If two lines are parallel, then the slopes are equal.

m_{1} = m_{2}

If two lines are perpendicular, then the product of the slopes is equal to -1.

m_{1}⋅ m_{2 }= -1

**Example 1 :**

Find the equation of a straight line passing through the point P(-5, 2) and parallel to the line joining the points Q(3, -2) and R(-5, 4).

**Solution :**

The required line is passing through the point P(-5, 2) and parallel to the line joining the points Q and R.

Since the line joining the points QR is parallel to the required line, the slopes will be equal.

Slope of QR = (y_{2} - y_{1})/(x_{2} - x_{1})

= (4 - (-2))/(-5 - 3)

= (4 + 2)/(-8)

= 6/(-8)

Slope of QR = -3/4

Slope of the required line = -3/4

Equation of the line passing through the point P.

(y - y_{1}) = m(x - x_{1})

(y - 2) = (-3/4) (x - (-5))

4(y - 2) = -3 (x + 5)

4y - 8 = -3x - 15

3x + 4y - 8 + 15 = 0

3x + 4y + 7 = 0

So, the equation of the required line is 3x + 4y + 7 = 0

**Example 2 :**

Find the equation of a line passing through (6, –2) and perpendicular to the line joining the points (6, 7) and (2, -3).

**Solution :**

The required line is perpendicular to the line joining the points (6, 7) and (2, -3).

Slope of the line joining the above points

m = (y_{2} - y_{1})/(x_{2} - x_{1})

m = (-3-7)/(2-6)

m = -10/(-4)

m = 5/2

Slope of the required line = -1/(5/2)

= -2/5

The required line is passing through the point (6, -2)

(y - y_{1}) = m(x - x_{1})

(y - (-2)) = (-2/5) (x - 6)

5(y + 2) = -2 (x - 6)

5y + 10 = -2x + 12

2x + 5y + 10 - 12 = 0

2x + 5y - 2 = 0

**Example 3 :**

Find the equation of the line in the xy-plane that contains the point (3, 2) and that is parallel to the line y = 4x − 1.

**Solution :**

Since the required line is parallel to the line y = 4x - 1,

m = 4

(y - y_{1}) = m(x - x_{1})

• Problem set
**1)** List every point given by coordinates in the problem statements of the three examples on the page about parallel and perpendicular lines above.
**2)** Continue the worked solution on parallel and perpendicular lines above, starting right after its final line.

• Supplied material

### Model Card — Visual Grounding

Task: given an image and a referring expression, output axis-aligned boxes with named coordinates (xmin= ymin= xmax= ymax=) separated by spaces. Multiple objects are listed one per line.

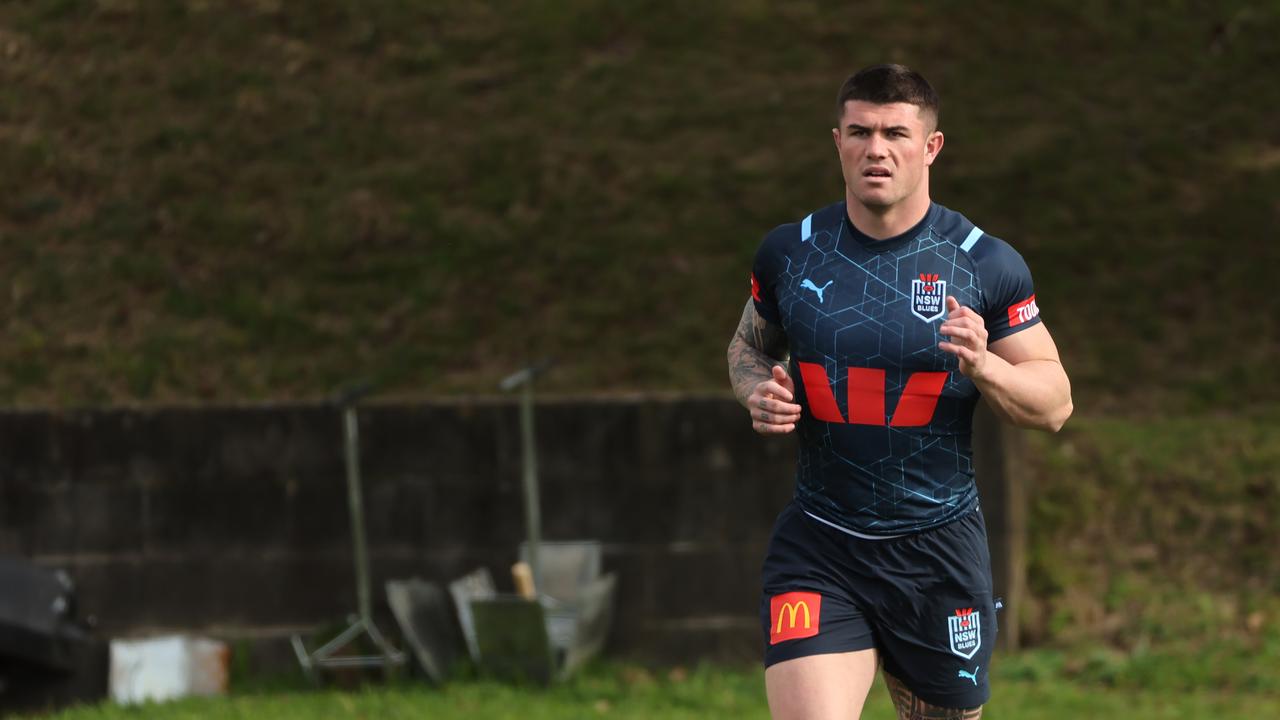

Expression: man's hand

• Answers given
**1)**
P(-5, 2)
Q(3, -2)
R(-5, 4)
(6, -2)
(6, 7)
(2, -3)
(3, 2)

**2)**
(y - 2) = 4(x - 3)

y - 2 = 4x - 12

4x - y - 12 + 2 = 0

4x - y - 10 = 0

**Example 4 :**

Find the equation of the line that contains the point (2, 3) and that is parallel to the line containing the points (7, 1) and (5, 6).

**Solution :**

Slope of the line containing the points (7, 1) and )(5, 6)

m = (y_{2} - y_{1})/(x_{2} - x_{1})

m = (6 - 1)/(5 - 7)

m = 4/(-2)

m = -2

Equation of the line :

(y - y_{1}) = m(x - x_{1})

(y - 3) = -2(x - 2)

y - 3 = -2x + 4

2x + y - 3 - 4 = 0

2x + y - 7 = 0

**Example 5 :**

Find the equation of the line in the xy-plane that contains the point (4, 1) and that is perpendicular to the line whose equation is y = 3x + 5.

**Solution :**

The required line is perpendicular to the line y = 3x + 5

Slope (m) = 3

Slope of required line = -1/3

Equation of the line :

(y - y_{1}) = m(x - x_{1})

Point => (4, 1) and slope m = -1/3

(y - 1) = (-1/3)(x - 4)

3(y - 1) = -1(x - 4)

3y - 3 = -x + 4

x + 3y - 3 - 4 = 0

x + 3y - 7 = 0

**Example 6 :**

Find a number t such that the line in the xy plane containing the points (t, 4) and (2,−1) is perpendicular to the line y = 6x − 7.

**Solution :**

Slope of the line containing the points (t, 4) and (2, -1)

m = (y_{2} - y_{1})/(x_{2} - x_{1})

m = (-1 - 4) / (2 - t)

m = -5/(2 - t)

Slope of the given line :

y = 6x − 7

m = 6

Slope of line perpendicular to the line y = 6x - 7 is -1/6

-1/6 = -5/(2 - t)

-1(2 - t) = -5(6)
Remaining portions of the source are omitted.